begin Passage to read
The South Coast rock lobster resource

The South Coast Rock Lobster resource (Palinurus gilchristi)

  The fishery: This is a capital intensive commercial fishery dating to 1973 with annual landings of about 400 tons tail weight worth US$ 15 million. The typical fishing depth is 100 fathoms and the fishery is situated along the South African South Coast. There were 9 vessels operating in 2002, six of whom are represented by the South Coast Rock Lobster Association. The fishery is managed by a total allowable catch (TAC), individual quotas and a closed season. Product types include live, frozen tails, whole cooked and whole raw frozen.
end Passage to read
◆ Parts of the exercise:
(a) In the passage about the South Coast rock lobster fishery, how many vessels were operating in 2002?
(b) Write the next paragraph of the South Coast rock lobster passage, picking up after its final sentence.
The material after this is separate from the rock lobster passage.
begin Information provided
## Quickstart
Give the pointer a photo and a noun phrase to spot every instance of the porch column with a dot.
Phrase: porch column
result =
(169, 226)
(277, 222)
end Information provided
◆ Answers to the exercise:
(a) Nine vessels were operating in 2002.

(b)
  Brief review of management issues and OLRAC's involvement: OLRAC has been involved in the scientific management of this resource since 1991. Scientific input by OLRAC has been facilitated by Drs Bergh and Barkai's presence at the Rock Lobster Working Group, a scientific committee within the government research agency, the Sea Fisheries Research Institute (SFRI). The fishery has been challenged by a number of conservative management proposals, driven in 1991 by the perception that the fishery was in decline. Although this perception was logically linked to an observed decline in catch rate, closer analysis showed that the negative catch rate trend was an artifact of a change in effort regulations, which led to effort underreporting on official return forms during the early period of the fishery. When the correct effort data were collected, the new catch rate trend did not show the previous large decline.

  For a while, a status quo TAC was adopted. OLRAC continued to carry out research on behalf of the association, focusing on catch rate and mean size trends, and the spatial pattern of the deployment of fishing effort.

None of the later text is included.